TEXTE DE LECTURE
--------
Pour ce programme au long cours, Pierre Galopin a imaginé l’exposition de son travail de ces 10 dernières années (soit plus d’une centaine de peintures rigoureusement sélectionnées et affinées avec le temps : c’est à dire qui n’aient été encore cédées ou vendues, repeintes ou détruites, perdues ou cachées) en proposant aux habitants de la ville de Vern-sur-Seiche de venir choisir une toile à accrocher dans leurs lieux de résidence. À la suite de ces échanges, l’artiste, accompagné du photographe Laurent Grivet, est allé capturer l’instant de prêt de ses peintures « chez l’habitant » réalisant par le même coup une série d’images-témoins de ces dizaines d’expositions qui se seront faites en passant sous les radars pour mieux ressurgir dans quelques temps futurs sous la forme d’une édition.


Au travers de son projet Salonfäheg, Pierre Galopin a voulu imaginer une rétrospective éclatée de son travail en envisageant les décors intimes comme autant de possibles dans lesquels une peinture pourrait exister. Choix quasi iconoclaste dans un environnement de photographies d’expositions de plus en plus standardisées, le geste rappelle les images d’une autre artiste sur un autre continent. En 1984 (année de naissance de Pierre Galopin, je ne peux m’empêcher de relever la coïncidence) Louise Lawler est invitée à prendre en photo la collection de Mr et Mme Burton Tremaine. Dans un de ses clichés, un tableau de Jackson Pollock côtoie une soupière en porcelaine qui prend à elle seule la quasi-totalité de l’image. La toile se cache derrière l’alimentaire, le dripping s’éclipse face au bec verseur, l’expressionnisme abstrait flirte avec l’objet utilitaire, la peinture et le velouté, la soupe et la croûte.


Dans les photographies de Salonfäheg, les peintures aussi côtoient divers objets, mobiliers et éléments de décorations. Parfois fondues dans le décor, elles sont capables d’en dénoter vivement, de s’extirper ou de s’acclimater, de devenir « socialement présentables » ou non, questionnant ainsi le rapport que nous entretenons aux œuvres (et plus spécifiquement à la peinture) de ce que nous percevons d’un travail en amont d’une simple (et sans doute un peu primaire) affaire de goût.

Dans le cadre de cette 4e édition d’un projet sobrement intitulé « Bâche », nous avons voulu inviter Pierre. Celui-ci a proposé qu’on installe une des toiles de notre choix dans cette maison-atelier-colocation du 15 rue Porcon de la Barbinais afin qu’il puisse poursuivre le protocole engagé dans « Salonfäheg ». L’exposition de la photographie prise s’appelle « Le dernier tableau », en référence à ce livre de Nikolaï Taraboukine qui traînait plus ou moins volontairement sur la table basse du salon. On peut y voir un clin d’œil, un constat, une déclaration, un aveu, une blague, une boulette, un message caché… C’est au fond comme s’atteler à la traduction d’un terme sans équivalent en français, comme chercher un nom à une série d’expositions, comme donner un titre à une toile.

À croire que la langue préfère circonscrire plutôt que pointer.
--------
Entrées de pointage et d'étiquetage:
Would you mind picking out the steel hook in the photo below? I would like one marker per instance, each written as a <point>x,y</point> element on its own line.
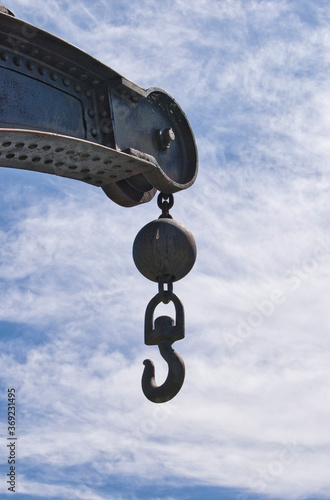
<point>174,380</point>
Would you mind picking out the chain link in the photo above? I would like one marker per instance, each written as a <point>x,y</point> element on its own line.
<point>165,295</point>
<point>165,203</point>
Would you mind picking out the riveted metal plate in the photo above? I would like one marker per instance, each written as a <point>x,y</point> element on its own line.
<point>68,157</point>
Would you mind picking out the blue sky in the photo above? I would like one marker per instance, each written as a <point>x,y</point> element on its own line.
<point>252,419</point>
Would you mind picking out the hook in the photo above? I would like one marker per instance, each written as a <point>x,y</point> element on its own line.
<point>174,380</point>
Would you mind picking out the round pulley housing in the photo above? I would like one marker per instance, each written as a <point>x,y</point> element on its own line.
<point>164,247</point>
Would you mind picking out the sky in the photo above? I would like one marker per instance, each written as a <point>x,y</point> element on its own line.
<point>252,419</point>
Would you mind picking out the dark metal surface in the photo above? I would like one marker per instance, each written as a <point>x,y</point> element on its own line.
<point>164,246</point>
<point>50,86</point>
<point>163,332</point>
<point>4,10</point>
<point>174,380</point>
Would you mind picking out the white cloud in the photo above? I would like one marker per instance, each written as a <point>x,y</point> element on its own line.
<point>253,412</point>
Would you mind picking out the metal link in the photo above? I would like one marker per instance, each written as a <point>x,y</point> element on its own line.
<point>165,295</point>
<point>165,205</point>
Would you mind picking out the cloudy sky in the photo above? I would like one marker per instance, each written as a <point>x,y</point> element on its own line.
<point>252,419</point>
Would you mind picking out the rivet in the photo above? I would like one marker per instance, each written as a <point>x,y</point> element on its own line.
<point>165,137</point>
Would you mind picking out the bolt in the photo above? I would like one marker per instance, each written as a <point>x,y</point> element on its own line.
<point>4,10</point>
<point>165,136</point>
--------
CONSIGNE 1
Restituez sans modification le passage du texte sur Salonfäheg qui va de « Pour ce programme » à « forme d’une édition. ».
CONSIGNE 2
Filtrez la liste en recopiant chaque ligne qui contient la chaîne « link ». La casse compte.
Le texte et la liste n'ont aucun rapport entre eux.

RÉPONSE COMPLÈTE 1
Pour ce programme au long cours, Pierre Galopin a imaginé l’exposition de son travail de ces 10 dernières années (soit plus d’une centaine de peintures rigoureusement sélectionnées et affinées avec le temps : c’est à dire qui n’aient été encore cédées ou vendues, repeintes ou détruites, perdues ou cachées) en proposant aux habitants de la ville de Vern-sur-Seiche de venir choisir une toile à accrocher dans leurs lieux de résidence. À la suite de ces échanges, l’artiste, accompagné du photographe Laurent Grivet, est allé capturer l’instant de prêt de ses peintures « chez l’habitant » réalisant par le même coup une série d’images-témoins de ces dizaines d’expositions qui se seront faites en passant sous les radars pour mieux ressurgir dans quelques temps futurs sous la forme d’une édition.

RÉPONSE COMPLÈTE 2
Would you mind picking out the chain link in the photo above? I would like one marker per instance, each written as a <point>x,y</point> element on its own line.
Would you mind picking out the metal link in the photo above? I would like one marker per instance, each written as a <point>x,y</point> element on its own line.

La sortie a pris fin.